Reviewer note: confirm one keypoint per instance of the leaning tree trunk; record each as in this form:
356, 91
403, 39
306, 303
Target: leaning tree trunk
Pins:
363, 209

What this task involves: Reproduce every entry above without a single alteration.

Result for this exercise:
Reviewer note: confirm one keypoint per instance of the leaning tree trunk; record each as in this form:
356, 91
403, 39
306, 303
Target: leaning tree trunk
Pins:
363, 209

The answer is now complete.